— Bloc de texte —
= = =

Dans ses uniques conclusions transmises par voie électronique le 10 mai 2022, la société AB Transport demande à la cour, au visa des articles L112-2 et suivants du code des assurances et 1240 du code civil, de :

-Réformer le jugement entrepris en ce qu’il a débouté la société AB Transport de sa demande tendant à dire qu’Allianz et l’UFA ont manqué à leur devoir de conseil, à les voir condamner au versement de la somme de 44.131,60 euros à titre de réparation de son préjudice matériel, et, les voir condamner aux dépens et à des frais irrépétibles au titre de l’article 700 du code de procédure civile ;

Et jugeant à nouveau,

-Dire qu’ Allianz et l’UFA ont manqué de manière équivalente à leurs obligations de conseil et d’information l’encontre de la société AB Transport ;

-Dire que les manquements d’Allianz et l’UFA ont causé un préjudice matériel à la société AB Transport d’un montant de 44.131,60 euros ;

-Condamner solidairement Allianz et l’UFA à verser à la société AB Transport la somme de 44.131,60 euros en réparation de son préjudice matériel ;

-Débouter Allianz et la société UFA de l’ensemble de leurs demandes ;

-Condamner solidairement Allianz et l’UFA aux entiers dépens ;

-Condamner solidairement Allianz et l’UFA à verser à la société AB Transport la somme de 5.000 euros au titre des dispositions de l’article 700 du code de procédure civile.

= = =

— Matériel fourni —

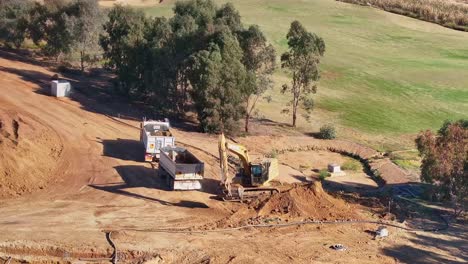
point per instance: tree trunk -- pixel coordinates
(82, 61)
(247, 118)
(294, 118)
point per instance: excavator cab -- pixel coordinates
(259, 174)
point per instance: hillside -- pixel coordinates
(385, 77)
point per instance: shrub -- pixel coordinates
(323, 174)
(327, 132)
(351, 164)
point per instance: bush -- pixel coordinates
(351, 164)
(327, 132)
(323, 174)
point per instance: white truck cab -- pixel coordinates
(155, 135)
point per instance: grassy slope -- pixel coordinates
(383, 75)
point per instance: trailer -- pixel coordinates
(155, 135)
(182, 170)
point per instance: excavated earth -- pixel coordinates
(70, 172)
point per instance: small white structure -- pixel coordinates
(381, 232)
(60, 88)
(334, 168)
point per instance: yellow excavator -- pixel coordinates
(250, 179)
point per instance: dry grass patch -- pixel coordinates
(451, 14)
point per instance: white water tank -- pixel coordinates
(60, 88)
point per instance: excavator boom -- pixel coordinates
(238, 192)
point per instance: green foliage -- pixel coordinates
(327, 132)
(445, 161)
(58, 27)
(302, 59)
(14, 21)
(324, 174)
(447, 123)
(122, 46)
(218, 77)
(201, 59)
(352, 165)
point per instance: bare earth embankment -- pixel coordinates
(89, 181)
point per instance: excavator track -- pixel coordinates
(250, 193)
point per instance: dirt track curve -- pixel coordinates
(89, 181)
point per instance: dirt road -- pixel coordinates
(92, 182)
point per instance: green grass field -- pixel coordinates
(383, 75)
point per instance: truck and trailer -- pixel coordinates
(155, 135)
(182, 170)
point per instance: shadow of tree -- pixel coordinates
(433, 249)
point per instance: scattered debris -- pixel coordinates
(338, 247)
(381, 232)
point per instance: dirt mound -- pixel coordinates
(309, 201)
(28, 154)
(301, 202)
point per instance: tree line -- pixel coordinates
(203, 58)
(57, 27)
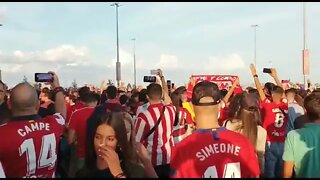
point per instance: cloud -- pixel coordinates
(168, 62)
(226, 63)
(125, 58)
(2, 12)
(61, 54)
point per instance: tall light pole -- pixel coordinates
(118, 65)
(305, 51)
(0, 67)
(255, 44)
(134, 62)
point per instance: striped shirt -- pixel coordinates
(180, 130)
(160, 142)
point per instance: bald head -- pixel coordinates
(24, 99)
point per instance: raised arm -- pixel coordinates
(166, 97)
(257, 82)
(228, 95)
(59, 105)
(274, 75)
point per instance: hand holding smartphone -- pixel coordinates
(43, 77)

= = =

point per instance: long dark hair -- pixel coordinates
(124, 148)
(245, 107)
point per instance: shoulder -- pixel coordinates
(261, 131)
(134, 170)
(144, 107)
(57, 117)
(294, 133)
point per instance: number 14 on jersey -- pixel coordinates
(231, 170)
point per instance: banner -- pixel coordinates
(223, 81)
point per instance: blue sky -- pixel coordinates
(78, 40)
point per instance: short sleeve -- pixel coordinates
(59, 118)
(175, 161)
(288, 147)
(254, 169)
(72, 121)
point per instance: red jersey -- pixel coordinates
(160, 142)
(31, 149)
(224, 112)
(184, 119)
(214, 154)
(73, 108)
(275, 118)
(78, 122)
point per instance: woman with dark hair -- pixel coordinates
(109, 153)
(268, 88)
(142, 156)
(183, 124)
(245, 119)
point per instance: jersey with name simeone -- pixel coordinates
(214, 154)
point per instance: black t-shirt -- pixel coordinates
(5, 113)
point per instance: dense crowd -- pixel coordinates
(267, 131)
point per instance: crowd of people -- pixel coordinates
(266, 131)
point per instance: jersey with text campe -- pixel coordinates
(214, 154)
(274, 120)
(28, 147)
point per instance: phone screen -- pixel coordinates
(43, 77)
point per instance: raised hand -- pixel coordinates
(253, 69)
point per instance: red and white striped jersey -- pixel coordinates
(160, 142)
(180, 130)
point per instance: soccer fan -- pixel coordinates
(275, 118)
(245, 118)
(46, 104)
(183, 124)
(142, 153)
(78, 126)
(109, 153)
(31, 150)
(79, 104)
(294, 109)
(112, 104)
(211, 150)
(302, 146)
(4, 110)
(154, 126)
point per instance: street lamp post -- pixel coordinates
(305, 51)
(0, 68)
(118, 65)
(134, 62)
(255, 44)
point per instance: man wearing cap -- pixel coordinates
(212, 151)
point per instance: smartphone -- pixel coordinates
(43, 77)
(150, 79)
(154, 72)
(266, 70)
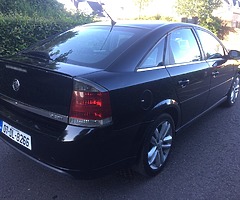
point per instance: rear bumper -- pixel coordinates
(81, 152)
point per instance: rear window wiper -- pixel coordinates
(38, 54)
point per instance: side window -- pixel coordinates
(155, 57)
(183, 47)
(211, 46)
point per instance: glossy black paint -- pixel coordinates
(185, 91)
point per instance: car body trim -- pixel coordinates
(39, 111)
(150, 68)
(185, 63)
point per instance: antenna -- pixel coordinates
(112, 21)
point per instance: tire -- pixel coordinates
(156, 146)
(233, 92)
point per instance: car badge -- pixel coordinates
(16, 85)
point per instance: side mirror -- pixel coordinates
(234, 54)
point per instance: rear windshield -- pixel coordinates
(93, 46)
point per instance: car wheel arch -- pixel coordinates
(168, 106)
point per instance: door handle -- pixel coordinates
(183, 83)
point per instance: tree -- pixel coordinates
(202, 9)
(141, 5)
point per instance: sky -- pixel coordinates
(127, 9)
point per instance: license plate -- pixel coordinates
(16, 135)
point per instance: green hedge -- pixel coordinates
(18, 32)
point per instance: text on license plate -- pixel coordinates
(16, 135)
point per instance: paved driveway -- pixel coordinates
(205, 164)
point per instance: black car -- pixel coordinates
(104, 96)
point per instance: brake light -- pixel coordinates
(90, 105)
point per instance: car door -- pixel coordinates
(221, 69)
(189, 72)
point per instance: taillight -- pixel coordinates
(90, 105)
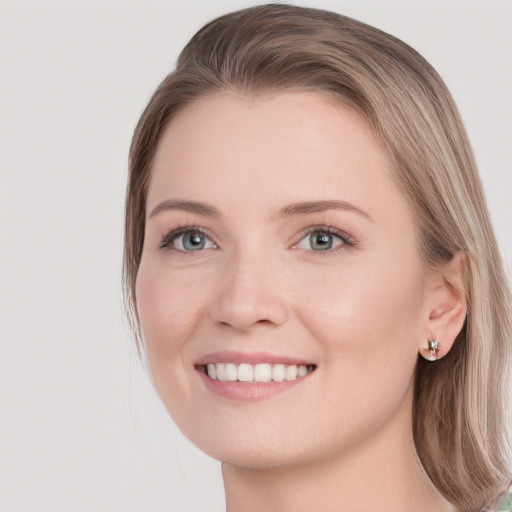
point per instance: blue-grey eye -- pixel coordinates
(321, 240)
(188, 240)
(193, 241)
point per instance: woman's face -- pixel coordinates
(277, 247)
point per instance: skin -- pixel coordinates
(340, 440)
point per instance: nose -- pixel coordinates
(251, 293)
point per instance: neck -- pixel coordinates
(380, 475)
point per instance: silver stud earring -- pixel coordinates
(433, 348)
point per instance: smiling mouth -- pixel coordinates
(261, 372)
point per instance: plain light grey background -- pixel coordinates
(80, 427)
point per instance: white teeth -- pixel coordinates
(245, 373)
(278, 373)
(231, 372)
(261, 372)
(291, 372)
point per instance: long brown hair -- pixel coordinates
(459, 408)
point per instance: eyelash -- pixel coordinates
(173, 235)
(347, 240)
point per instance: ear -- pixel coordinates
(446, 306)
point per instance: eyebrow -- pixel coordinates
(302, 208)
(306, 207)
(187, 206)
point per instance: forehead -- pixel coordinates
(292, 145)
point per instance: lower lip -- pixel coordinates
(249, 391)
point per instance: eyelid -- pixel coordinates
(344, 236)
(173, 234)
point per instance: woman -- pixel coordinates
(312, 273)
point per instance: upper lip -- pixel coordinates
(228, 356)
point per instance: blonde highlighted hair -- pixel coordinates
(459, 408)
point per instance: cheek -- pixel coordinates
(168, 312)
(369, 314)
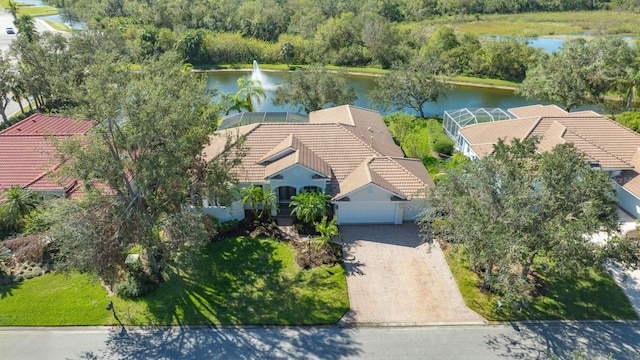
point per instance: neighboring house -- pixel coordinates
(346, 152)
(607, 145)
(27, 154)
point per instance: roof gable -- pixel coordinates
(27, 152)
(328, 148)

= = =

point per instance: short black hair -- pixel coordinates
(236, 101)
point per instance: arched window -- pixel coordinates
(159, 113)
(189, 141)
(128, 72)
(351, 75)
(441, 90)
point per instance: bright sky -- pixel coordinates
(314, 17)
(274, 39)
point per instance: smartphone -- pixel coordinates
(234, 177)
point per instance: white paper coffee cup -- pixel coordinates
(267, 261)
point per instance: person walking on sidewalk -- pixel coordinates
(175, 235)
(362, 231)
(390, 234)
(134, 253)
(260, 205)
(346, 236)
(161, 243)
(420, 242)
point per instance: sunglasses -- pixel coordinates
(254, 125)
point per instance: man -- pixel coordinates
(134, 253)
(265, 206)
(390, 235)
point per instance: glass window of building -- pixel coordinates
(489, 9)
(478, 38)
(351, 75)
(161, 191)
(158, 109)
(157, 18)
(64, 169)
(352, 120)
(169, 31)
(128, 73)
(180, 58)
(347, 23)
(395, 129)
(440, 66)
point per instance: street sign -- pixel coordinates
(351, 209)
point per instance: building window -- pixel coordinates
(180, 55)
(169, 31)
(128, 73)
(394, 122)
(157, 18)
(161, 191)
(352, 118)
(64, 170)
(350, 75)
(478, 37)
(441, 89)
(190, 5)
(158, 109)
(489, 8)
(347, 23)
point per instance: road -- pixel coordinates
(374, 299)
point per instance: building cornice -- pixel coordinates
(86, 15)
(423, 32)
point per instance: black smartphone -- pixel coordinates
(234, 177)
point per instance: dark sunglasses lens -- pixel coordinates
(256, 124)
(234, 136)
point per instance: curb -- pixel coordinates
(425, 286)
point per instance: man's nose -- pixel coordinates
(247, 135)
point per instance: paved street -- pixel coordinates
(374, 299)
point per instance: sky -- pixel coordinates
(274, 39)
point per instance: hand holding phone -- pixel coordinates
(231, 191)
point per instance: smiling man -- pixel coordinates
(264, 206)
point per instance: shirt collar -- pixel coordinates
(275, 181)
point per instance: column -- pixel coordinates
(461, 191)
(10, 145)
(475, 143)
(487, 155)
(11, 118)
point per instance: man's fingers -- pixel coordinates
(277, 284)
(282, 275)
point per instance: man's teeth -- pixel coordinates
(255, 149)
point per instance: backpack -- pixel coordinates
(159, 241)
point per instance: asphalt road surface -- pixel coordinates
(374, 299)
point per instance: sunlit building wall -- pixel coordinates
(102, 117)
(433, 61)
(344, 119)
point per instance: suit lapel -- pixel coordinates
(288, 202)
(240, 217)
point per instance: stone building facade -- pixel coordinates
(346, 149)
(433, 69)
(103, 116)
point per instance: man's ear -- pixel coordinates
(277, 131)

= = =

— Consigne donnée —
Poursuivez l'extrait de décision de justice concernant la société AB Transport en reprenant juste après sa dernière phrase.

— Réponse attendue —
* * *

Dans leurs uniques conclusions transmises par voie électronique le 4 août 2022, Allianz et l’UFA demandent à la cour de :

-Voir dire et juger que dans le cadre d’une assurance dite « de flotte », l’obligation faite à l’assuré de déclarer au fur et à mesure les mouvements intervenants dans le parc de véhicules et le capital assuré s’entend par véhicule porteur listé dans le tableau et doit s’analyser comme une condition de la garantie et non une exclusion de garantie dans la mesure où cette clause donne la dimension précise et exacte du contrat d’assurance ;

-Voir dire et juger que le véhicule MERCEDES immatriculé DS 459 BM n’était pas assuré dans la flotte de transport, faute de la moindre déclaration par l’assuré (ce qui a un impact sur la prime) ;

-Voir dire et juger que l’on ne peut transformer une violation d’une obligation contractuelle de l’assuré au titre d’une clause précise en violation d’un devoir de conseil de l’assureur, ni retourner l’obligation contractuelle de l’assuré à son profit au titre d’une violation du devoir de conseil de l’assureur ;

-Voir dire et juger que la motivation des juges de première instance qui précise que : « le caractère suffisamment précis et circonstancié d’une telle clause est suffisamment explicite pour exclure tout devoir de conseil de l’assureur en la matière » apparaît conforme à l’exigence du devoir de conseil ;

-Voir dire et juger que c’était à l’assuré d’être prévoyant à ce titre et de déclarer l’ensemble des véhicules de sa flotte de transport de marchandises et non à l’assureur d’attirer son attention quels que soient les autres contrats d’assurance de route de l’assuré ;

-Voir dire et juger qu’au surplus, la société appelante n’est pas un consommateur ignorant mais un professionnel et qu’elle ne justifie pas d’une violation du devoir de conseil de l’assurance face à une clause type habituelle dans un contrat dit « de flotte » ;

-Voir en conséquence rejeter l’ensemble des demandes car le véhicule non déclaré n’était pas assuré dans la flotte ;

-Voir condamner la société AB TRANSPORT à verser la somme de 5.000 euros au titre de l’article 700 du code de procédure civile et aux entiers dépens.

* * *

Conformément aux dispositions de l’article 455 du code de procédure civile, il est fait expressément référence aux conclusions des parties, visées ci-dessus, pour l’exposé de leurs prétentions et moyens.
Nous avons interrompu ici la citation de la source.